--- BEGIN SELECTED PASSAGE ---

A gobsmacking and hilarious line, and one wonders how Avery got away with it, not because it’s offensive to black people but because it’s offensive to his employers. My hat just has to come off. This isn’t a very good cartoon overall — too much narration, with gags simply showing action that contradicts or puns on the VO, a common Avery technique and not one of his most inspired — but the bits that are funny are the bits that go too far. When the two little children are menaced by Simon Simon Legree (so named because he says everything twice) the black girl turns white with fear and the white girl turns black. They stand frozen, alternating shades for long seconds. It’s an unacceptable joke, elaborated upon nonsensically until the “un” falls off the “unacceptable” and “unfunny” through sheer metal fatigue.

--- END SELECTED PASSAGE ---
--- BEGIN DATASET EXTRACT ---

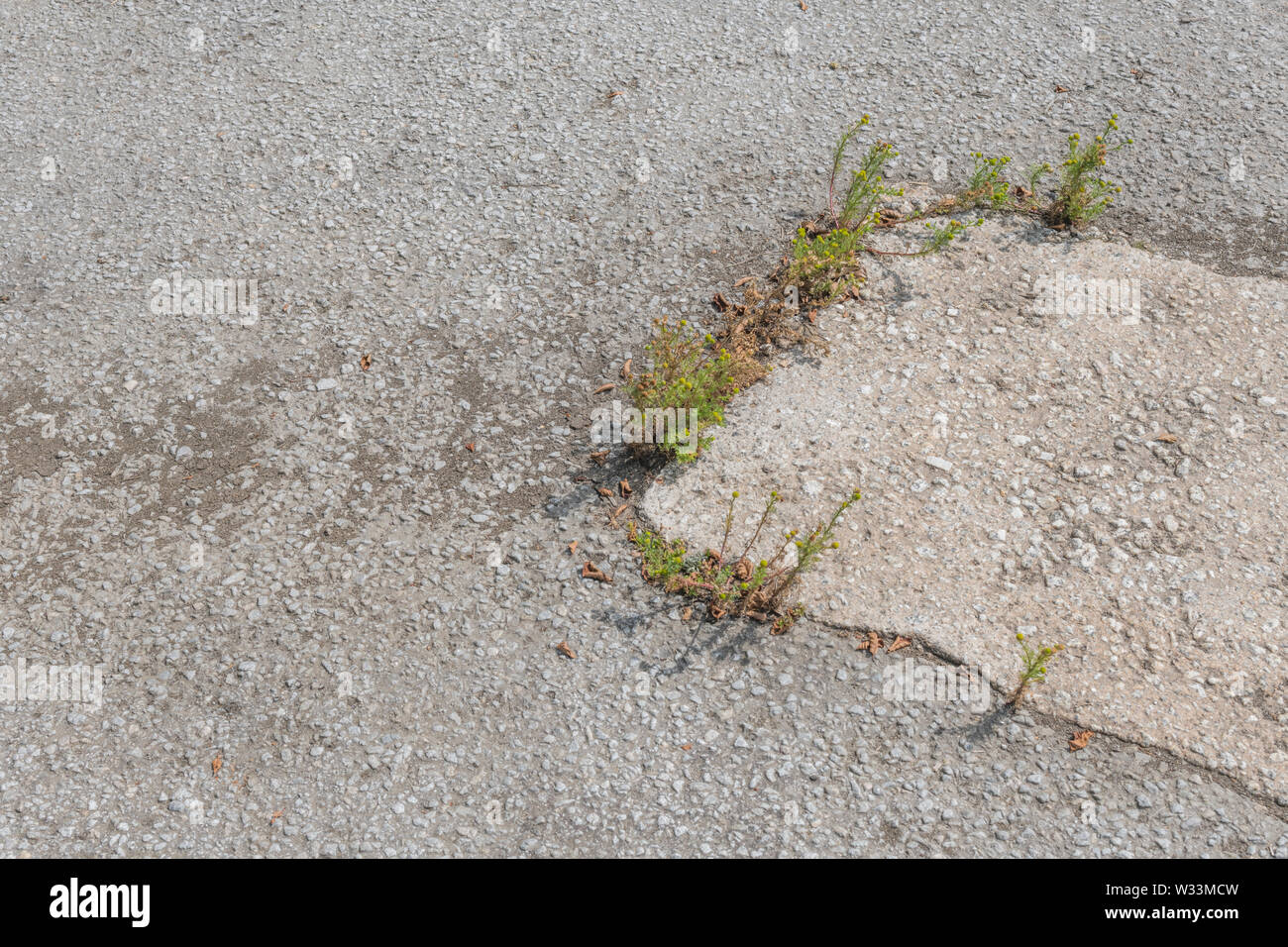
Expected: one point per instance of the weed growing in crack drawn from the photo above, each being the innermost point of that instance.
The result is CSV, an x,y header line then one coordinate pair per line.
x,y
1034,668
691,379
1081,195
733,583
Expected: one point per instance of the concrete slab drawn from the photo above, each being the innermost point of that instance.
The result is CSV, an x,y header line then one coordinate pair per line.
x,y
1069,437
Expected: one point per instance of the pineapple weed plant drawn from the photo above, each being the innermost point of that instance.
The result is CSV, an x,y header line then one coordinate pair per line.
x,y
697,373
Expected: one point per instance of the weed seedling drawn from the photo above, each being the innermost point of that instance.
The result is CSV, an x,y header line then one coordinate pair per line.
x,y
732,582
1034,667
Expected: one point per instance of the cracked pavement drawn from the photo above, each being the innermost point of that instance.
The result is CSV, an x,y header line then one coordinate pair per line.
x,y
326,592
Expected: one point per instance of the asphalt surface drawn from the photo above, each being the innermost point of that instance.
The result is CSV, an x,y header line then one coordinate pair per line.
x,y
326,591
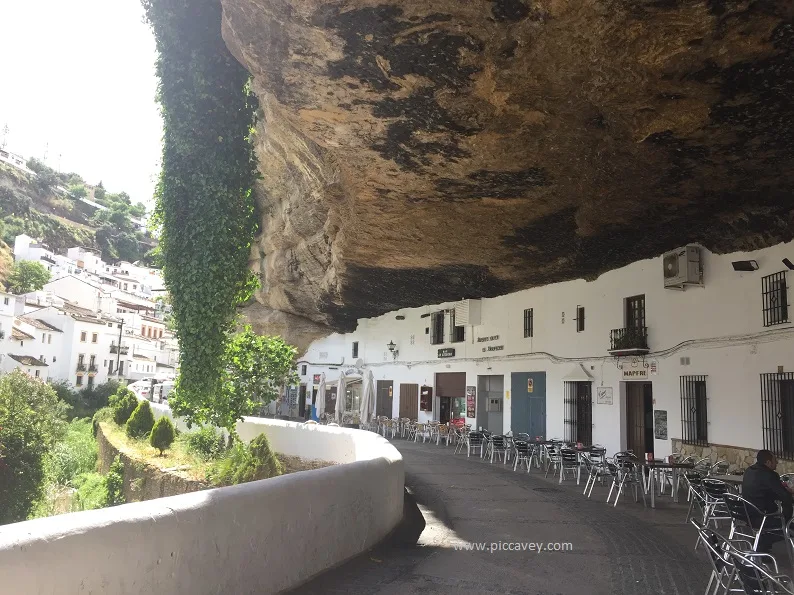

--- END DATASET EXTRACT ---

▸ SET PROBLEM: Extend the review of the Avery cartoon with a few sentences that follow its final line, in the same voice.

▸ EXPECTED ANSWER:
Even the VO comes into its own at the climax, when Harriet Beecher Stowe’s famous chase across the ice is commented on in the breathless manner of a horse race. “Hounds and Legree coming up fast on the outside!” Again, sanctimony is the target, and poor Stowe is almost too easy for Tex to deflate. At the end, Uncle Tom rides to the rescue in a typically distended Avery limousine — all that money he won shooting craps. “And there you have the story of Uncle Tom’s Bungalow — or have you?”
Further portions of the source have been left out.